> [What needs to be done]:
Begin with the line holding "</instance>", then print every line after it through the end of the data, exactly and with nothing added.

> [Records shown]:

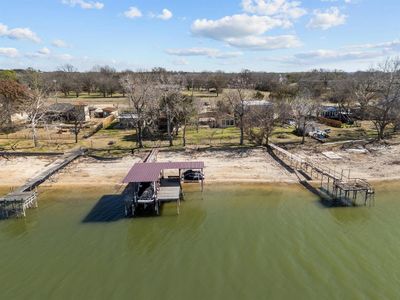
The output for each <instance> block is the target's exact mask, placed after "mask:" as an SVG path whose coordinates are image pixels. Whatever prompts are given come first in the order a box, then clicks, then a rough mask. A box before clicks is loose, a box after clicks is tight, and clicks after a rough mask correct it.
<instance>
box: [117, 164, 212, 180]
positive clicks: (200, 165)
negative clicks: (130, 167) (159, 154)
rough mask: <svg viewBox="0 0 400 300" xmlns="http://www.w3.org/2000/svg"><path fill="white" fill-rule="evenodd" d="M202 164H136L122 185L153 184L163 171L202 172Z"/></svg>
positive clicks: (203, 165)
mask: <svg viewBox="0 0 400 300" xmlns="http://www.w3.org/2000/svg"><path fill="white" fill-rule="evenodd" d="M203 169H204V162H202V161H193V162H153V163H136V164H135V165H134V166H133V167H132V169H131V170H130V171H129V173H128V175H127V176H126V177H125V179H124V181H123V182H124V183H139V182H155V181H158V180H159V178H160V174H161V173H162V171H163V170H203Z"/></svg>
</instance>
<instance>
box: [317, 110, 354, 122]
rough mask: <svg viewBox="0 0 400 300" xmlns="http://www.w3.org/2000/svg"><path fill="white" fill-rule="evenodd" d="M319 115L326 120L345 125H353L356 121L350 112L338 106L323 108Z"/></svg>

> [Response below]:
</instance>
<instance>
box: [317, 110, 354, 122]
rough mask: <svg viewBox="0 0 400 300" xmlns="http://www.w3.org/2000/svg"><path fill="white" fill-rule="evenodd" d="M319 115L326 120L345 125H353L356 121L350 112L338 106L323 108Z"/></svg>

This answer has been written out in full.